** EXCERPT PROVIDED **
Location, Location, Location
Where you play has a lot to do with both what gear you need and how you approach your gig. Here are some tips for venues of all sizes.
Many people start their gigging careers with Sunday church
gigs, and this can be great if not simply because the supportive
and appreciative audience can really build confidence. Small,
older, intimate, or low-tech churches don’t always have sound
systems that will handle live music, so they often use sound
systems that only allow one signal to pass through at a time.
In this case, a personal amplification system is absolutely necessary
for the congregation to be able to hear every detail of
your joyful noise. There won’t be a lot of distracting noise, so
you won’t need anything massive. Usually, a 50- to 60-watt,
2-channel amp will do the trick unless it’s a very large room—
in which case you’ll want something more powerful.
Big, modern churches frequently have theater-style sound
systems with jacks built into the stage and speakers distributed
throughout the house. For these venues, you’ll need your axe, a
guitar cable, and whatever EQ, effects, or preamp rig you prefer.
Gotta love that simplicity!
Eating/drinking-establishment gigs can be some of the most
frustrating performances ever. But because listening-room
and concert-hall dates are few and far between for most of
us, we’re forced to make the best of playing at venues where
we’re simply part of the atmosphere.
An acoustic amp (with vocal channel, if that’s part of your
thing) will probably suffice in most places. However, if there’s
a lot of ambient noise from the kitchen and clientele, you may
want to consider a PA system. A versatile, affordable system can
be assembled with a small mixer such as a Yamaha MG102c
($99 street, yamaha.com), two powered speakers, and possibly
a floor monitor. This is a time-tested way of making a lot
of noise while sounding as much like yourself as possible—and
it’s a preferred option if you’re working with an ensemble bigger
than two. Entire publications have been devoted to PA systems,
so we won’t dwell on that beyond presenting it as an option.

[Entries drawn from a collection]
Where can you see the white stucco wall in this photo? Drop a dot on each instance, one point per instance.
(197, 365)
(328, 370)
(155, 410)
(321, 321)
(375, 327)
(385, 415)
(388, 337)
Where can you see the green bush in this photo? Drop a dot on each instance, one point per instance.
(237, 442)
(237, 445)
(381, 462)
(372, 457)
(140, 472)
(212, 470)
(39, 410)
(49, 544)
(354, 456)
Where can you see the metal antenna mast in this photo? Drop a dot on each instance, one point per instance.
* * *
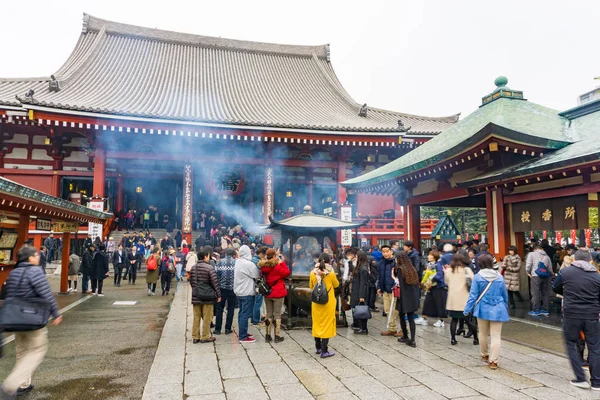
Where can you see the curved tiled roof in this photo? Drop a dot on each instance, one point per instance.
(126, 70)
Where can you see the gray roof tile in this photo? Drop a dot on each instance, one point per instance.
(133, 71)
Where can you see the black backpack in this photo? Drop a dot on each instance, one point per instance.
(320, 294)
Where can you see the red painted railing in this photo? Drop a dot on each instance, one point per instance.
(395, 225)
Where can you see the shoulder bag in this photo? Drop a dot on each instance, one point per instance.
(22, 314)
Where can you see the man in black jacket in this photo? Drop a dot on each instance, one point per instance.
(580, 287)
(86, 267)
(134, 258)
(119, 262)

** DIRECTIONS FOR THIS TASK **
Print the complete text on performing at different venues, word for word. The listing comes from a separate source.

** THE REPLY **
Location, Location, Location
Where you play has a lot to do with both what gear you need and how you approach your gig. Here are some tips for venues of all sizes.
Many people start their gigging careers with Sunday church
gigs, and this can be great if not simply because the supportive
and appreciative audience can really build confidence. Small,
older, intimate, or low-tech churches don’t always have sound
systems that will handle live music, so they often use sound
systems that only allow one signal to pass through at a time.
In this case, a personal amplification system is absolutely necessary
for the congregation to be able to hear every detail of
your joyful noise. There won’t be a lot of distracting noise, so
you won’t need anything massive. Usually, a 50- to 60-watt,
2-channel amp will do the trick unless it’s a very large room—
in which case you’ll want something more powerful.
Big, modern churches frequently have theater-style sound
systems with jacks built into the stage and speakers distributed
throughout the house. For these venues, you’ll need your axe, a
guitar cable, and whatever EQ, effects, or preamp rig you prefer.
Gotta love that simplicity!
Eating/drinking-establishment gigs can be some of the most
frustrating performances ever. But because listening-room
and concert-hall dates are few and far between for most of
us, we’re forced to make the best of playing at venues where
we’re simply part of the atmosphere.
An acoustic amp (with vocal channel, if that’s part of your
thing) will probably suffice in most places. However, if there’s
a lot of ambient noise from the kitchen and clientele, you may
want to consider a PA system. A versatile, affordable system can
be assembled with a small mixer such as a Yamaha MG102c
($99 street, yamaha.com), two powered speakers, and possibly
a floor monitor. This is a time-tested way of making a lot
of noise while sounding as much like yourself as possible—and
it’s a preferred option if you’re working with an ensemble bigger
than two. Entire publications have been devoted to PA systems,
so we won’t dwell on that beyond presenting it as an option.